● **Tareas por realizar**:
(1) Resume en dos oraciones el fragmento sobre los quehaceres domésticos.
(2) Según el fragmento sobre los quehaceres domésticos, ¿cuántas veces al día se realiza la preparación de la comida?
(3) Prosigue el fragmento sobre los quehaceres domésticos a partir de su última oración.

● **Extracto del documento**:

★ ★ ★ ★ ★

Sobre los quehaceres y las tareas de casa que parecen no terminarse ya hemos hablado (cf. «Los quehaceres»), y es que la tarea de mantener una casa en condiciones razonables requiere de cantidades ingentes de tiempo y esfuerzo: lavar, barrer, trapear, sacudir los muebles, ahuyentar los malos olores de los baños. Lugar a parte merece la preparación de la comida (una tarea que se realiza tres veces al día y que requiere de su propio tiempo de planeación y preparación —nada peor que descubrir en el último momento que nos hemos quedado sin sal de ajo—); pero, a pesar de todo esto, el caso de los trastos, la loza, es especial.
Y es que se trata de un trabajo que persiste a pesar de nuestros mejores esfuerzos. No importan cuantos platos limpiemos, siempre quedará uno en espera, una cuchara, un cuchillo. El vaso medio lleno en el borde de la mesa que alguien sigue ocupando o el tóper en el que se guarda la comida.

★ ★ ★ ★ ★

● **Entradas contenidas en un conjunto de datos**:

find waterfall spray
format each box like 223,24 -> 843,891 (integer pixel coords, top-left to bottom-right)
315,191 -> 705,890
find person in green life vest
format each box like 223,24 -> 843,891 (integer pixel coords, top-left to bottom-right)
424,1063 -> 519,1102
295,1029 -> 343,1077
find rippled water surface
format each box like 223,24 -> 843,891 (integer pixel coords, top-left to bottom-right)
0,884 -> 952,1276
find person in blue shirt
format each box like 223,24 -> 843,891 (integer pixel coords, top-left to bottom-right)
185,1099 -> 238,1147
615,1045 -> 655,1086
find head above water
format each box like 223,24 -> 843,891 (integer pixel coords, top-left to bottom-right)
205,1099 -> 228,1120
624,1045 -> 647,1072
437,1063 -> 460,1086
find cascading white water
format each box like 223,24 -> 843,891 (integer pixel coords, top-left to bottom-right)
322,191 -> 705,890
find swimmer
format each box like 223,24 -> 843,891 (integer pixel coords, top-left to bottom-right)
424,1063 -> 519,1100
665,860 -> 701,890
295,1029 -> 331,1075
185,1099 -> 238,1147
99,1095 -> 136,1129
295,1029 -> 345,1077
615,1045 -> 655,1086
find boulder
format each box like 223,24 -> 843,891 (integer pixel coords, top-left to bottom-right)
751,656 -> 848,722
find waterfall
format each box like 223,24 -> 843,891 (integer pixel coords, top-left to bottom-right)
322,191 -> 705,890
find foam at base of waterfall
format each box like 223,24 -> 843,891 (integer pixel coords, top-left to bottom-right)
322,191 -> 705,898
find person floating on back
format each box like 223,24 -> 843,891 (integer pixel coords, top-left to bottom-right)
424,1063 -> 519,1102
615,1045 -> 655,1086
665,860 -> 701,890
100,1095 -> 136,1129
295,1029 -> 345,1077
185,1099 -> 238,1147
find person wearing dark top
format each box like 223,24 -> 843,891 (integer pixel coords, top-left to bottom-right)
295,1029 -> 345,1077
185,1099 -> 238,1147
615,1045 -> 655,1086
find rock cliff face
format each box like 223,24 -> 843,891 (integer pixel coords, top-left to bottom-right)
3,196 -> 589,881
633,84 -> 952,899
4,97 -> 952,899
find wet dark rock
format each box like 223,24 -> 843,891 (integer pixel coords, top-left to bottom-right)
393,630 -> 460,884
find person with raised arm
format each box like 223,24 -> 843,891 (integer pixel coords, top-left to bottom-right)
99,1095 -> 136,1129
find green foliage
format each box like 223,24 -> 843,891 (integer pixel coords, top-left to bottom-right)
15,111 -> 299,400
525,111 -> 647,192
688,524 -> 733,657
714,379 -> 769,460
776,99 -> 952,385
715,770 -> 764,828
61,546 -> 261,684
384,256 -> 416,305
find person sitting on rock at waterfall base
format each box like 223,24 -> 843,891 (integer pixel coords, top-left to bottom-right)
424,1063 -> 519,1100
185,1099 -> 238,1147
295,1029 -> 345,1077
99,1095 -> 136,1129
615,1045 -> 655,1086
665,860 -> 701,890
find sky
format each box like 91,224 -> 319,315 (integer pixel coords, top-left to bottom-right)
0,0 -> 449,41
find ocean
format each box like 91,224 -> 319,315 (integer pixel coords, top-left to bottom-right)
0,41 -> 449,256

★ ★ ★ ★ ★

● **Respuestas**:
(1) Mantener una casa en condiciones razonables exige grandes cantidades de tiempo y esfuerzo, con tareas como lavar, barrer, trapear y preparar la comida tres veces al día. Aun así, los trastos son un caso especial, pues se trata de un trabajo que persiste: por muchos platos que se limpien, siempre quedará alguno en espera.

(2) Tres veces al día.

(3)
En una familia de cuatro siempre habrá al menos cinco vasos sucios en el fregadero. Siempre hay algún envase en el refrigerador que nos negamos a limpiar. O la botella de agua en que nos llevamos el vital líquido al trabajo, que sólo porta agua simple y que sólo usamos nosotros; y a veces parece innecesario lavarla todas las noches al regresar a casa.
Por las mañanas, cuando la prisa por llegar al trabajo nos impide impide pensar con claridad, lavar los platos del desayuno no es una prioridad (al fin y al cabo, seguirán ahí cuando regresemos). Por las noches, cuando todo lo que queremos es recostarnos y estirar las piernas, la necesidad de lavar la loza se vuelve odiosa.
Más aún, en las fiestas familiares, cuando el fregadero reboza de trastos y la sobremesa se extiende hasta las primeras horas de la noche; recoger la mesa se convierte en una tarea titánica, una que nadie quiere hacer.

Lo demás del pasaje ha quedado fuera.